**** RECORD SET
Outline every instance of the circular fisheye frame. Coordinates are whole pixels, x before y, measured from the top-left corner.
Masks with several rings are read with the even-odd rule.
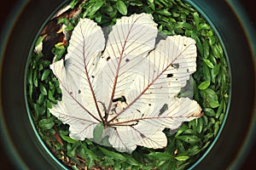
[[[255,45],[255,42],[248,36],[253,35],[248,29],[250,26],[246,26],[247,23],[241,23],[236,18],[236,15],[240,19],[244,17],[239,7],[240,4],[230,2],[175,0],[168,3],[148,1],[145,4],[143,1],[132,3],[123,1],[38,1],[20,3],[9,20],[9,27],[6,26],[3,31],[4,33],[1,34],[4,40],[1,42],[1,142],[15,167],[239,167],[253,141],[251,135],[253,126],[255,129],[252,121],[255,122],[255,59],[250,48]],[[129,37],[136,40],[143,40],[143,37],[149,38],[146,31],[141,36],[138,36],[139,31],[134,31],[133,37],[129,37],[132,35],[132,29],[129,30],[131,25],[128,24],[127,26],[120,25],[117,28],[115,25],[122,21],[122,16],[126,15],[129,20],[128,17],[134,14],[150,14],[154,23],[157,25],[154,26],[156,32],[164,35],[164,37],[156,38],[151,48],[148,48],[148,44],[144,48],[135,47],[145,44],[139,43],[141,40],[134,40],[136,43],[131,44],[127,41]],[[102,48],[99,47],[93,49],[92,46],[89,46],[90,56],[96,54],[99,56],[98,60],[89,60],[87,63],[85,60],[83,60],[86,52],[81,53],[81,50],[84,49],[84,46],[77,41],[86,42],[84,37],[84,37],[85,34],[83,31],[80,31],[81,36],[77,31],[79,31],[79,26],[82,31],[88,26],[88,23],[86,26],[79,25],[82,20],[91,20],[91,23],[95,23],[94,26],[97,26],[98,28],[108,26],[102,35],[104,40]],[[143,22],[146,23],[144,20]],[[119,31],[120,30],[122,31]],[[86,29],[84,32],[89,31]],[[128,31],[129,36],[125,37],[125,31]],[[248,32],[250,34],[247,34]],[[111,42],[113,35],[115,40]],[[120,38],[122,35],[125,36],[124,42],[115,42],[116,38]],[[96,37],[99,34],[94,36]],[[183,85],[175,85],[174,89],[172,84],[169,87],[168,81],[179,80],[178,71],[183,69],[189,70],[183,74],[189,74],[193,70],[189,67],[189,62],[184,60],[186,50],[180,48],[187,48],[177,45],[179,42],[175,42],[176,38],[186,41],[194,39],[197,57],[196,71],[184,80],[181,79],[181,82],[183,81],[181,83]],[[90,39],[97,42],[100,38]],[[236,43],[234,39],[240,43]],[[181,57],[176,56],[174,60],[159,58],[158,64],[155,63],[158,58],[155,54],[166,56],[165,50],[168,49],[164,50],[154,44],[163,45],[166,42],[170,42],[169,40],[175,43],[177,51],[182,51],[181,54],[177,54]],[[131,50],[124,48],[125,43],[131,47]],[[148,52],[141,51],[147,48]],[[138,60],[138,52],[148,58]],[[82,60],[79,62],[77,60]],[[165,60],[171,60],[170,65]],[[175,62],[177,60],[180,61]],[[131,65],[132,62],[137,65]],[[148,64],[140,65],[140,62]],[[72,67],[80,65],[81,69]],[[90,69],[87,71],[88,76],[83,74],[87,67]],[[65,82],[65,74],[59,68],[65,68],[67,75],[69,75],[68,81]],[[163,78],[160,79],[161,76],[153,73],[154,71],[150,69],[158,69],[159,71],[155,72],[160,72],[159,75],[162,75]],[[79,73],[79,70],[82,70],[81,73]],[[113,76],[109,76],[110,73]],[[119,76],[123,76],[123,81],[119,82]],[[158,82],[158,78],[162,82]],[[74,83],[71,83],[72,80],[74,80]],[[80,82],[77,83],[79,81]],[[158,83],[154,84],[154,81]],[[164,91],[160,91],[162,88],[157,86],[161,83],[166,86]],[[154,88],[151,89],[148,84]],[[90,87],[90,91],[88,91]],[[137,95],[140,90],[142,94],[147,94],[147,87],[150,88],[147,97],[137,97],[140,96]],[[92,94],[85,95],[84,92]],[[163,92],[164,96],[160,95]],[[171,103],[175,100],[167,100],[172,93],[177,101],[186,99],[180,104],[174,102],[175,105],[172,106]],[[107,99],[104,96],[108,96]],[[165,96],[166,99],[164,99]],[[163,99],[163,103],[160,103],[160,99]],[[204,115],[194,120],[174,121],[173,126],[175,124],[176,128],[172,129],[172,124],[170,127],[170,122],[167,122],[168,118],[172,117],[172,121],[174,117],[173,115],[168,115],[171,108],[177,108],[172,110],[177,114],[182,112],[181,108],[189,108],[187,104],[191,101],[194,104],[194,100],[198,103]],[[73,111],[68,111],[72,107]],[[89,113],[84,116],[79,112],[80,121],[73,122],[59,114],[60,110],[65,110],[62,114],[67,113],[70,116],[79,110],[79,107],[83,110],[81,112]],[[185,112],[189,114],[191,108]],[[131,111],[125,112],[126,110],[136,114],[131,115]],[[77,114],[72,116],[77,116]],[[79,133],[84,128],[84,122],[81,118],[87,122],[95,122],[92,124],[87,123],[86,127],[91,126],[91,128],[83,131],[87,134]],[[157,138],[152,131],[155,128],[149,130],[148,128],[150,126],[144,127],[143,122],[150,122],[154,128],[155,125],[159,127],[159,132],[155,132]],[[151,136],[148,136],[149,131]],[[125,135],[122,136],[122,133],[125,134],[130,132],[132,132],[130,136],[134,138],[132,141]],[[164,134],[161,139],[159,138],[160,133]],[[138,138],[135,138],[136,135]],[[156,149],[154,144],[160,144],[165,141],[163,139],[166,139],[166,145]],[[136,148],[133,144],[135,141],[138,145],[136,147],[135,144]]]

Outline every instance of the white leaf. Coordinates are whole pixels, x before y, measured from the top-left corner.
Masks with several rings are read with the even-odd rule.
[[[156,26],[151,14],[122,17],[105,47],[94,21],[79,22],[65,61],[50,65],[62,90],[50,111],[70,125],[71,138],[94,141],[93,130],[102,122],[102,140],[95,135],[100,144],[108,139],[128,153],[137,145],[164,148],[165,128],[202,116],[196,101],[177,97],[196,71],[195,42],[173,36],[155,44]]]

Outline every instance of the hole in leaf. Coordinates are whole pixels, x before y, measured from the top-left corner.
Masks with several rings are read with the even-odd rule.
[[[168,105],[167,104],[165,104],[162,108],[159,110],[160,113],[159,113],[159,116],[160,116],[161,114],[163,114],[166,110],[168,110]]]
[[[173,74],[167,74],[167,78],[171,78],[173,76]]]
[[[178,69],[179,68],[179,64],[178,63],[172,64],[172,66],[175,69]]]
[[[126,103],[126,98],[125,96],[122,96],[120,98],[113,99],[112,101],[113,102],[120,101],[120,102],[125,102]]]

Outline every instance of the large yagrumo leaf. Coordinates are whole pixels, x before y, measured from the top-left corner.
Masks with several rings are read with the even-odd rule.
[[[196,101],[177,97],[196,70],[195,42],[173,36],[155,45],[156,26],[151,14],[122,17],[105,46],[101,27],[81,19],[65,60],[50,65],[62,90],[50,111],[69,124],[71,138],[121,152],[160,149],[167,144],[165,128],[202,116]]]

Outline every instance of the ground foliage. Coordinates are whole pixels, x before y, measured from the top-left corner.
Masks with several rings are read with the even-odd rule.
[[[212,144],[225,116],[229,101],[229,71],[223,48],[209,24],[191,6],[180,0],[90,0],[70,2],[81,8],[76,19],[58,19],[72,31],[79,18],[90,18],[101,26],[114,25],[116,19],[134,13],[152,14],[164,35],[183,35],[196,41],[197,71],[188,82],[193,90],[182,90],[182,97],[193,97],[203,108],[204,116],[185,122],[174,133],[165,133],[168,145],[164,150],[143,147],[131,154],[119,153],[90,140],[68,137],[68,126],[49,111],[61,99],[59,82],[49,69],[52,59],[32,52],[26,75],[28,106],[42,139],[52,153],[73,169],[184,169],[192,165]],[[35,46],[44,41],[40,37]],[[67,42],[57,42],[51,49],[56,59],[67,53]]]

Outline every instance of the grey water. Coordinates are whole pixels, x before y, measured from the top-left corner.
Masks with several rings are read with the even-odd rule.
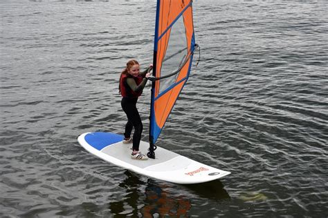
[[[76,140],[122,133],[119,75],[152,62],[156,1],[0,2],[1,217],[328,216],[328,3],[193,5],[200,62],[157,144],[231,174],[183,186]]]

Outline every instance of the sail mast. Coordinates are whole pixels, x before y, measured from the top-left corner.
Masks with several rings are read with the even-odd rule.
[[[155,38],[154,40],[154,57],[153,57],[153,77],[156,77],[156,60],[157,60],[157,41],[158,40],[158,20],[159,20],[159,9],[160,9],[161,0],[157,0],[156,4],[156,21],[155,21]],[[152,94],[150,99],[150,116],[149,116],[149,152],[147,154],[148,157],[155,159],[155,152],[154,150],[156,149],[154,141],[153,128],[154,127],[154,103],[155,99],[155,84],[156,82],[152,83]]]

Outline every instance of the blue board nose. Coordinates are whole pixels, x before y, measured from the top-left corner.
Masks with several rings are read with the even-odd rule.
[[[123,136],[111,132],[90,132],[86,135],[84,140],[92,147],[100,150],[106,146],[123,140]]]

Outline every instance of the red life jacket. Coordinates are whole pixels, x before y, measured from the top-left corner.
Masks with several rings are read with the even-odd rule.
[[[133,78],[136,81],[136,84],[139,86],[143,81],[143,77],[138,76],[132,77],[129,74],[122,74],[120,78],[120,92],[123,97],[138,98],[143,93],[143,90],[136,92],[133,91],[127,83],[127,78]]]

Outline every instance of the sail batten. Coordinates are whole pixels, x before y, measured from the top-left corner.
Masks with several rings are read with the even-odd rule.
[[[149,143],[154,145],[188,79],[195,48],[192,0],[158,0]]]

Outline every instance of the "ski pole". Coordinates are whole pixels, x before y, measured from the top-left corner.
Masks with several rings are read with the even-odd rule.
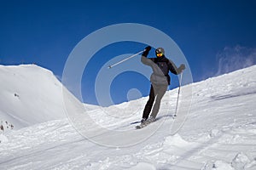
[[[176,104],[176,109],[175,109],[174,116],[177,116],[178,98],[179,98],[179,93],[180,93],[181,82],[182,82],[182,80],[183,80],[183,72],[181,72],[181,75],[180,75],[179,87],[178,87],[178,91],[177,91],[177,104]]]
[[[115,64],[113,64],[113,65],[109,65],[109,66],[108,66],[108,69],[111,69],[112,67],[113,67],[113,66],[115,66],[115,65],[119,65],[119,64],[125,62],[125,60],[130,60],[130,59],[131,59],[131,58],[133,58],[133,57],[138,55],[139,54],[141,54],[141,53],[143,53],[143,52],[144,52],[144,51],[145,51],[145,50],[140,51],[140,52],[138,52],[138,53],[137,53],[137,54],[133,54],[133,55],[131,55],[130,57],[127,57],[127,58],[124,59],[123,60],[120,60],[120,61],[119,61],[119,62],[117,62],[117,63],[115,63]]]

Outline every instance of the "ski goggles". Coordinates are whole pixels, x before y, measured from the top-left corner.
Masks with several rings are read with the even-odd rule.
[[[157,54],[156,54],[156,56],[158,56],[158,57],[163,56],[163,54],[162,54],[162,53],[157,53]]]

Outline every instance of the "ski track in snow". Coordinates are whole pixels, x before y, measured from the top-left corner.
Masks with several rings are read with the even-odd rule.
********
### EXERCISE REQUIREMENTS
Collect every line of the items that contains the string "sail", copying each one in full.

### SOLUTION BELOW
Outline every instance of the sail mast. Coordinates are whole pixels, x before y, measured from the top-left corner.
Outline every instance of the sail batten. Coordinates are whole pixels, x before y, measured from the top-left corner.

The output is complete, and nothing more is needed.